Exercise instructions: Below is a set of entries; give all of them again exactly.

Data for processing:
*** Begin section ***

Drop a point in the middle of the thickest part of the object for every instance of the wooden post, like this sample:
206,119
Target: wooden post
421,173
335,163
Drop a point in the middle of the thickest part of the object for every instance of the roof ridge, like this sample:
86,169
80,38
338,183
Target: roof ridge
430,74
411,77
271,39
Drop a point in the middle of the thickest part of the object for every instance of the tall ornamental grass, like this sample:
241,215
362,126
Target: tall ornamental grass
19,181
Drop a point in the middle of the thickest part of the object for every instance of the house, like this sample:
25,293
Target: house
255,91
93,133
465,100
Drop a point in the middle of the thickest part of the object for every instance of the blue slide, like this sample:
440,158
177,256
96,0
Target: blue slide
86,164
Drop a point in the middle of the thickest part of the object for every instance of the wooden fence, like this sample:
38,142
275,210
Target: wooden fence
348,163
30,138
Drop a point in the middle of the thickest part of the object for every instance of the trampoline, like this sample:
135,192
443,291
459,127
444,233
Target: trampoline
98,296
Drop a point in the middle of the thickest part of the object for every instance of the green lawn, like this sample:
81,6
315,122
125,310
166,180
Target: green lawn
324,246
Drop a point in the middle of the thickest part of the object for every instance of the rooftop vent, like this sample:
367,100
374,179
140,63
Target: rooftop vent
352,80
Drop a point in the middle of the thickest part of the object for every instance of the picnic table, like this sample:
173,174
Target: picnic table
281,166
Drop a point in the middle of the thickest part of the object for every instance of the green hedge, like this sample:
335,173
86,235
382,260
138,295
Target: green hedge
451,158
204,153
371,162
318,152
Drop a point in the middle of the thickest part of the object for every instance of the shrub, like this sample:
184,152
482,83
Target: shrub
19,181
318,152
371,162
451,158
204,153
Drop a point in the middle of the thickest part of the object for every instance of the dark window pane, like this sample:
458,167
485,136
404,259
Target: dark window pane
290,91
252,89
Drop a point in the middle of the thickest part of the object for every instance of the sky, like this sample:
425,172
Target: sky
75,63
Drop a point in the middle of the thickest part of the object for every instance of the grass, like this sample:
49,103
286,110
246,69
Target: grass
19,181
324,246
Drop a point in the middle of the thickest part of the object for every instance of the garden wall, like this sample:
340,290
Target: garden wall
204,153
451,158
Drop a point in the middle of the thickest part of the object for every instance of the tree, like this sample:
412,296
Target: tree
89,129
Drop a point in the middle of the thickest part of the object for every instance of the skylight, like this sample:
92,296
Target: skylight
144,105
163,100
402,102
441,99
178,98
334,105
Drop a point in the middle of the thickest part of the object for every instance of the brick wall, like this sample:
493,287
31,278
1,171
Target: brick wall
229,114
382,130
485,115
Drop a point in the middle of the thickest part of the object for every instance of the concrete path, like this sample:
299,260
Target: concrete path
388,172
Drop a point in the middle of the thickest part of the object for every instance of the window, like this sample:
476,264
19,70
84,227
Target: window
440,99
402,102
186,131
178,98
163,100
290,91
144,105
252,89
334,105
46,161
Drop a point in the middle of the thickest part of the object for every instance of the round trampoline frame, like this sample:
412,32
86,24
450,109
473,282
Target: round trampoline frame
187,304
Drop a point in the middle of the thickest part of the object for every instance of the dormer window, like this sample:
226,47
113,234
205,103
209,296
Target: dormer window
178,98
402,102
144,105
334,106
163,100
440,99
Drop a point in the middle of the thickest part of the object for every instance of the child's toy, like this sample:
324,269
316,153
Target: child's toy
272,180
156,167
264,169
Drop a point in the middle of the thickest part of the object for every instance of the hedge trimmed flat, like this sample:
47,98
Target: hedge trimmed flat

*** End section ***

Solution:
Drop a point in the middle of the thickest part of the object for every instance of the wooden post, like this sample:
206,119
Target: wooden post
421,173
335,163
Drop a point in the middle of the thickest part of the object for every instance of the roof ridge, like this sample:
86,169
80,38
338,183
Target: roof ridge
430,74
411,77
271,39
Drop a point in the middle of the thickest part of the object for every instance of the tall ornamental grass, like this sample:
241,215
362,126
Target: tall ornamental grass
19,181
Drop a point in the middle of the thickest part of the object for every instance of the house, like this sample:
25,293
Target: house
255,91
93,133
465,100
Drop a point in the middle of the thickest part of the object for every instance of the blue slide, like this sample:
440,158
177,256
96,0
Target: blue slide
86,164
Drop a point in the middle of the thickest part of the object for every instance of the wooden fence, like this sample:
38,142
275,210
Target: wooden fence
348,163
30,138
Drop a point in the middle of the thickest part of the object for every instance of the trampoline, like this sample:
135,192
443,291
459,127
444,233
Target: trampoline
98,296
Drop a point in the middle of the thickest part of the object for every instance of the green lawn, like this sample:
81,6
315,122
125,310
166,180
Target: green lawn
324,246
Drop a point in the middle of the thickest part of the object for every instance of the rooftop vent, like this sample:
367,100
374,179
140,63
Target: rooftop vent
352,80
Drop a point in the middle of the thickest part of the object for every instance of the picnic table, like this sample:
173,174
Target: picnic table
281,166
Drop a point in the middle of the thickest part of the object for every instance of the green hedge, like this sample:
335,173
86,235
382,260
138,295
Target: green hedge
451,158
204,153
371,162
318,152
Drop a point in the middle of the thickest part of the object for every instance of the shrub, like this sample:
184,152
482,83
Target: shrub
19,181
318,152
371,162
451,158
204,153
Drop a point in the middle of the thickest part of the object for every instance of the dark window pane, like this sample:
458,167
485,136
404,259
Target: dark window pane
290,91
252,89
Drop a point in the middle of the thickest part of the object for every instance of the sky, like this sample:
425,172
Target: sky
75,63
Drop a point in the middle of the thickest part of the object for every instance of the grass, like this sample:
49,103
286,110
246,69
Target: grass
19,181
324,246
Drop a point in the middle of the thickest part of the object for every instance of the garden wall, like this sample:
340,290
Target: garden wall
204,153
451,158
Drop a point in the middle of the thickest part of the object for every instance of the tree, like this sample:
412,296
Target: tree
89,129
Drop a point in the middle of the thickest part of the object for every instance of the skylight, like this sample:
92,296
Target: skylight
144,105
163,100
402,102
441,99
178,98
334,105
Drop a point in the middle of the thickest part of the object for every instance of the brick wall, like this sample:
493,287
31,278
1,171
Target: brick wall
229,114
382,130
485,115
Drop a point in the middle of the thickest part of the object for every instance of the concrete path, like this sample:
299,260
Target: concrete path
388,172
Drop a point in the middle of the thickest part of the object for every instance of the window, like this sample:
476,264
19,70
84,227
Target: window
440,99
402,102
186,131
178,98
163,100
290,91
144,105
252,89
334,105
46,161
Drop a point in the middle of the thickest part of the object for every instance of the round trampoline frame, like this sample:
412,32
86,24
450,109
473,282
Target: round trampoline frame
187,304
Drop a point in the middle of the thickest part of the object for every instance of the dormer window, like this sample:
226,47
113,234
205,103
209,296
Target: dormer window
178,98
402,102
144,105
334,106
163,100
440,99
Drop a point in the middle of the thickest part of the object for every instance of the child's toy, like this sample:
324,269
316,153
Target: child's toy
272,180
156,167
264,169
Drop a point in the middle of the thickest part of the object for every instance of the hedge trimmed flat, like this sample:
47,98
Target: hedge trimmed flat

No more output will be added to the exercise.